* WRITTEN INSTRUCTION: Please render all the items below as a numbered list, leaving out blank lines and pictures.

* PROVIDED INFORMATION:
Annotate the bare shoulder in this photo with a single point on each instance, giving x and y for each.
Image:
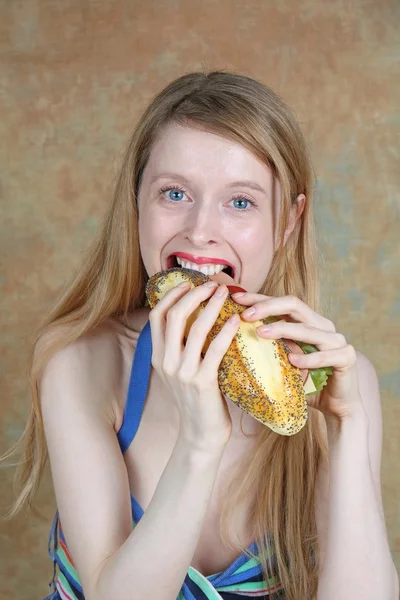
(96, 368)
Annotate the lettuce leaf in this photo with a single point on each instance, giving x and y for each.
(319, 376)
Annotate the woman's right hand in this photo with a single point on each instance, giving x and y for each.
(192, 381)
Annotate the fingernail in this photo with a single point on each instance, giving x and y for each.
(234, 319)
(220, 291)
(248, 312)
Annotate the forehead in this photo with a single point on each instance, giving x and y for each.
(204, 157)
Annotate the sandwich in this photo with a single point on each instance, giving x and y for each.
(255, 372)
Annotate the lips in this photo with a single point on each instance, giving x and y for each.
(199, 260)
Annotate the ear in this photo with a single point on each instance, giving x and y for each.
(295, 213)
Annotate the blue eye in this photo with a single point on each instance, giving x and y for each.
(178, 190)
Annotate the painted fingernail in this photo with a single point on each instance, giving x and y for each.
(248, 312)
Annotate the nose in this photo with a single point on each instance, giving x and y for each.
(202, 226)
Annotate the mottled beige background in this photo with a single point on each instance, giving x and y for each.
(75, 76)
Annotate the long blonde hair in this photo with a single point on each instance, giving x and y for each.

* SOLUTION TO THIS TASK:
1. Annotate the bare shoulder in this photo with a single point on each instance, giving x and y for each.
2. Image:
3. (96, 368)
4. Annotate the lettuce leaf in this photo with a single point on each instance, giving x and y for each.
5. (319, 376)
6. Annotate the woman's right hand in this photo with a single point on each instance, giving x and y for each.
7. (192, 381)
8. Annotate the fingernail in this photo with a single point on each instance, giving x and y for each.
9. (234, 319)
10. (220, 291)
11. (248, 312)
12. Annotate the forehead in this photo with a single point on each instance, giving x and y for each.
13. (204, 157)
14. Annotate the sandwich in this photo with a single point on each instance, giving x and y for each.
15. (255, 372)
16. Annotate the lips in this photo with a single point on each instance, giving x and y for each.
17. (199, 260)
18. Annotate the ear in this photo with a single point on each instance, giving x and y for each.
19. (295, 213)
20. Annotate the blue eye in this photo with a single point on each instance, giving x and y for each.
21. (178, 190)
22. Annotate the painted fingernail in this photo with a single point on each instance, giving x and y for each.
23. (248, 312)
24. Annotate the nose in this photo with a single point on each instance, giving x and y for each.
25. (202, 226)
26. Annotate the mottled beige background in this photo with a single point on each instance, giving x and y for each.
27. (75, 76)
28. Annotate the long blonde hair in this photo with a single point on each instance, giving x and y for each.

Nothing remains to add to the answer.